* [DIRECTION] Repeat every line below word for word, from the first to the last, and leave the picture out of your answer.
Start
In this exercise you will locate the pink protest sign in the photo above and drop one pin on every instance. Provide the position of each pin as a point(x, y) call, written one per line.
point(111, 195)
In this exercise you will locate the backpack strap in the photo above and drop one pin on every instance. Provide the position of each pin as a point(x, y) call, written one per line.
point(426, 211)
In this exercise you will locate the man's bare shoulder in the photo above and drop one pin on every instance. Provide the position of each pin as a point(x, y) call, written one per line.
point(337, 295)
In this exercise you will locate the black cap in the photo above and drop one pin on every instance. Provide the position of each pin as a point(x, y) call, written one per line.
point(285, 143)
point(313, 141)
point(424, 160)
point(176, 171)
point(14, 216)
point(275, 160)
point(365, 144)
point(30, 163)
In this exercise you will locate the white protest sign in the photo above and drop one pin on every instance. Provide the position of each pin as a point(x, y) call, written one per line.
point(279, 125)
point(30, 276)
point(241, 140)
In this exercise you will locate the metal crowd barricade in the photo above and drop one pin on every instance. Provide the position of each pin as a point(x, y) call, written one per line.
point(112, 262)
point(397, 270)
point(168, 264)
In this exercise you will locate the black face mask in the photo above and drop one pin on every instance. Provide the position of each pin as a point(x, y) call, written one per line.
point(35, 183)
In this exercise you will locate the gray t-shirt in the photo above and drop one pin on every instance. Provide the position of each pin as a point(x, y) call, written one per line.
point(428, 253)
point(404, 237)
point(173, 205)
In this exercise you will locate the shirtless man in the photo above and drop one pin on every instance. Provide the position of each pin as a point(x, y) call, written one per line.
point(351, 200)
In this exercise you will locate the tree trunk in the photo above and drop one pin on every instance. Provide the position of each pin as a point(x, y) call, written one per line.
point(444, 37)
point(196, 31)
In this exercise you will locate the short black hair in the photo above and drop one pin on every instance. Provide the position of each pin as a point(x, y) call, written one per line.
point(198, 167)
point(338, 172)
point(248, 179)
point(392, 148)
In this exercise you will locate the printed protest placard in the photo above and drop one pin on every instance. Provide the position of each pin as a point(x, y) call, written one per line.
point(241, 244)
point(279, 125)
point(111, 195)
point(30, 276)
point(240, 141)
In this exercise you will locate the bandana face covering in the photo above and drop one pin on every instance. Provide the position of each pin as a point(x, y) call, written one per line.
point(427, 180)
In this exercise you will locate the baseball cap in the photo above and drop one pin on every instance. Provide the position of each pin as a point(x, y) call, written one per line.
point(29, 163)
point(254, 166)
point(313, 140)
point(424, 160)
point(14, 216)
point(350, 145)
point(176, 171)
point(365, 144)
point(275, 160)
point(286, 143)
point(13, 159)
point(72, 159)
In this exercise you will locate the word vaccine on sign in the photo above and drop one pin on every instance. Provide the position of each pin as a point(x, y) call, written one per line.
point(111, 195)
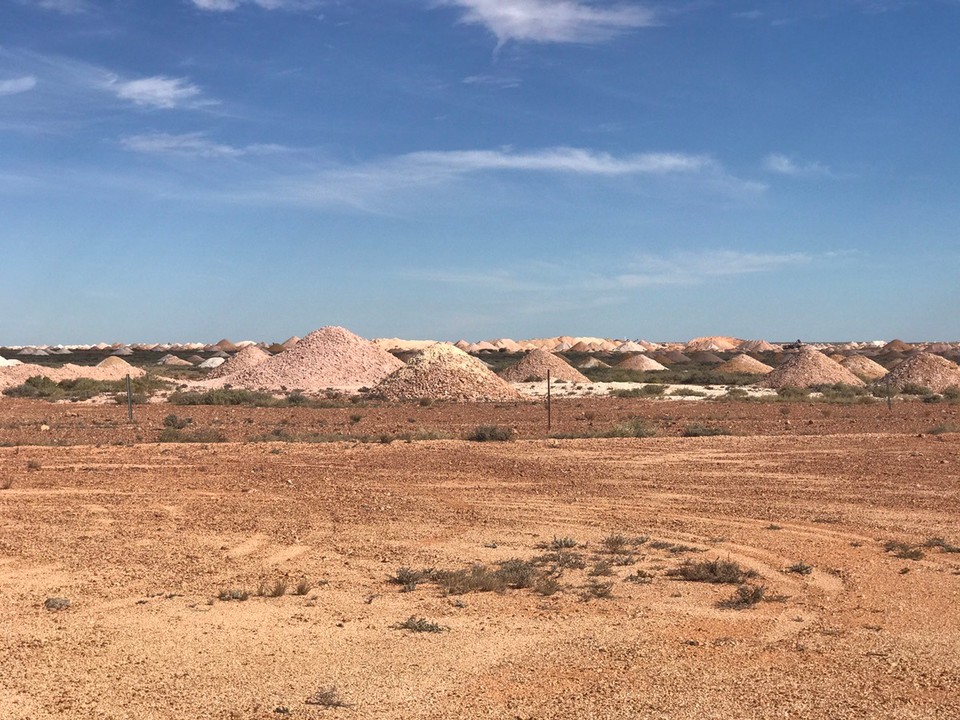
End
* [SOLUTION FOR THIS TASK]
In this exercise you will locate the pink protest sign in the photo above and drop one pin on every instance. Provide the position of each pin as a point(x, y) call, written one per line.
point(111, 195)
In this exercise you will locate the backpack strap in the photo above and drop one pin on every instance. Provide the position of each pin as a point(x, y) call, written one per line.
point(426, 211)
In this exercise you will locate the man's bare shoulder in the photo above and drop one pin on every instance. Provide the position of each pin as a point(x, y) call, written one per line.
point(337, 295)
In this exercise you will locate the black cap in the photo above and drop one pin on every instance. Provide the position of each pin as a point(x, y) call, written one per line.
point(285, 143)
point(313, 141)
point(424, 160)
point(176, 171)
point(14, 216)
point(275, 160)
point(365, 144)
point(30, 163)
In this exercise you will locate the white protest sign in the photo above and drop one pin on every instance. Provide the position of each pin as a point(x, y) call, written one per line.
point(279, 125)
point(30, 276)
point(241, 140)
In this exercise you will locate the metal crowd barricade in the photo above and drop one pin on every instance. Provide the position of each pin as a point(x, y) call, written one per line.
point(112, 262)
point(397, 270)
point(168, 264)
In this exercise you will locate the black face mask in the photo above and drop one pin on every instance. Provide the position of each pin as a point(x, y) call, written one per line.
point(35, 183)
In this exercise you will locate the gray t-shirt in the photo above and drop one pin on every instance. Provide the position of each pin as a point(x, y) call, written one per line.
point(428, 253)
point(404, 237)
point(173, 205)
In this exercise you will locate the shirtless man in the photo above and drop one pin on every instance. Provide the position of each pin as a point(x, y) call, written one per line.
point(351, 200)
In this exercise you will locate the tree trunk in the photo above and drop one pin on every instance. Provide the position of each pin as a point(x, y) call, written one per line.
point(444, 37)
point(196, 31)
In this exercise you will locate the short black hair in the photo above and drop one pin on every instance. Provide the position of each pin as a point(x, y) call, written one per line.
point(198, 167)
point(338, 172)
point(248, 179)
point(392, 148)
In this exercise you will locate the printed protest placard in the photo above and drop one pin on every instance. Provide the position of each pin as a point(x, y) call, written one per line.
point(241, 244)
point(279, 125)
point(111, 195)
point(30, 276)
point(240, 141)
In this exercise you will locate the bandana face covering in the photo above and drop one pin on every instance. Provide the position of each pin as a point(x, y) call, written one per line.
point(427, 180)
In this exercise you will locate the baseball cap in the photo above and drop one pin on every instance. Provide the position of each pin as a point(x, y) call, written one per line.
point(29, 163)
point(254, 166)
point(313, 140)
point(424, 160)
point(14, 216)
point(350, 145)
point(176, 171)
point(365, 144)
point(275, 160)
point(286, 143)
point(13, 159)
point(72, 159)
In this exercise you will locate the word vaccine on sign in the photo above and drop one pin on every instance. Provide the position of each pin as a point(x, y) call, written one per line.
point(111, 195)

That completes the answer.